> **Kısa soru A**: Verilen metne göre Kasım 2016 itibarıyla resmi işsizlik oranı yüzde kaçtır?

> **Verilen metin**:
◆ ◆ ◆ ◆ ◆

Mahfi Eğilmez – 24.02.2017
Tanımlar, Sayılar ve Oranlar
İstihdam anketinin uygulandığı gün ve önceki hafta içinde kâr karşılığı, yevmiyeli, ücretli ya da ücretsiz olarak hiç bir işte çalışmamış kişilerden son 4 hafta içinde iş arama kanallarını kullanmış ve 2 hafta içinde işbaşı yapabilecek durumda bulunan 15 ve daha yukarı yaştaki kişiler işsiz sayılıyor. 2014 yılı öncesinde iş arama kriterinde referans dönemi olarak “son 4 hafta” yerine “son 3 ay” kullanılmaktaydı. Ayrıca, üç ay içinde başlayabileceği bir iş bulmuş ya da kendi işini kurmuş ancak işe başlamak ya da işbaşı yapmak için çeşitli eksikliklerini tamamlamak amacıyla bekleyenler de işsiz nüfus kapsamında sayılıyor. İşsiz sayısının toplam işgücüne bölünmesiyle işsizlik oranı bulunuyor. Buna literatürde resmi işsizlik oranı deniyor.
Kasım 2016 sonuçlarına göre resmi olarak işsiz kabul edilenlerin sayısı 3.715 bin ve işsizlik oranı da yüzde 12,1.
Bu işsizlerin dışında bir de iş aramayıp da çalışmaya hazır olduğunu beyan edenler var. Çeşitli nedenlerle bir iş aramayan, ancak 2 hafta içinde işbaşı yapmaya hazır olduğunu belirten bu ikinci gruptakiler iki alt kategoride toplanıyor: (1) Daha önce iş aradığı halde bulamayan veya kendi niteliklerine uygun bir iş bulabileceğine inanmadığı için iş aramayan ancak işbaşı yapmaya hazır olduğunu belirtenler. (2) Mevsimlik çalışma, ev kadını olma, öğrencilik, irat sahibi olma, emeklilik ve çalışamaz halde olma gibi nedenlerle iş aramayıp ancak işbaşı yapmaya hazır olduğunu belirtenler.
Kasım 2016 tarihi itibariyle 2.286 bin kişinin iş aramadığı halde çalışmaya hazır olduğunu görüyoruz. Bir başka ifadeyle aslında işsiz olan bu 2.286 bin kişi iş aramıyor göründüğü için işsizler arasında yer almıyor.
Bu durumda Kasım 2016 itibariyle işsizlerin sayısı (3.715 bin + 2.286 bin =) 6.001 bine yükseliyor. Buna göre gerçek işsizlik oranı yüzde da 19,5 olarak çıkıyor [Gerçek İşsizlik Oranı = (6.001 bin / 30.781 bin) x 100 = 19,5].
İstihdamı Artırmaya Yönelik Önlemler
İşsizlik oranı yükseldikçe devletin en üst yetkililerinden gelen “her işverenin yeni işçi alması” yolundaki çağrılar arttı. Buna ek olarak hükümet, 2016 yılı sonundaki işçi sayısına ek olarak alınacak her işçi için, asgari ücretin üzerindeki vergi, sigorta primi vb gibi yüklerin bir yıl süreyle işsizlik sigortası fonundan ödeneceğini açıklayarak istihdam artışını ya da bir başka ifadeyle işsizlikle mücadeleyi destekleyeceğini ilan etti. Bu yollarla işsizliğin düşürülmesi hedefleniyor.

◆ ◆ ◆ ◆ ◆

> **Kullanılacak liste**:
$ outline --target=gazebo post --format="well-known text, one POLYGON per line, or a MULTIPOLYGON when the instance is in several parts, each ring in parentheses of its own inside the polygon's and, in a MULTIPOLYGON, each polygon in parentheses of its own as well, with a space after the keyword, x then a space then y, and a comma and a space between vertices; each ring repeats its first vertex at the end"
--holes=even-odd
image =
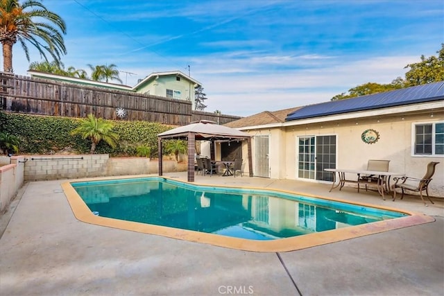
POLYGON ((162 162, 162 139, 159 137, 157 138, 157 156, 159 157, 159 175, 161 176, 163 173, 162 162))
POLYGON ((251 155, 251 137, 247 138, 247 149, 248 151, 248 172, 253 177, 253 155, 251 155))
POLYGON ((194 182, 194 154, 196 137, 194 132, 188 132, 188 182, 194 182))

◆ ◆ ◆ ◆ ◆

> **Kısa soru B**: Yukarıdaki listenin tüm satırlarını "gazebo post" yerine "pavilion post" yazarak güncelle; başka hiçbir şeyi değiştirme ve resimleri cevaba ekleme.

> **Yazılı cevap A**: Yüzde 12,1.

> **Yazılı cevap B**:
$ outline --target=pavilion post --format="well-known text, one POLYGON per line, or a MULTIPOLYGON when the instance is in several parts, each ring in parentheses of its own inside the polygon's and, in a MULTIPOLYGON, each polygon in parentheses of its own as well, with a space after the keyword, x then a space then y, and a comma and a space between vertices; each ring repeats its first vertex at the end"
--holes=even-odd
image =
POLYGON ((162 162, 162 139, 159 137, 157 138, 157 156, 159 157, 159 175, 161 176, 163 173, 162 162))
POLYGON ((251 155, 251 137, 247 138, 247 149, 248 151, 248 172, 253 177, 253 155, 251 155))
POLYGON ((194 182, 194 154, 196 137, 194 132, 188 132, 188 182, 194 182))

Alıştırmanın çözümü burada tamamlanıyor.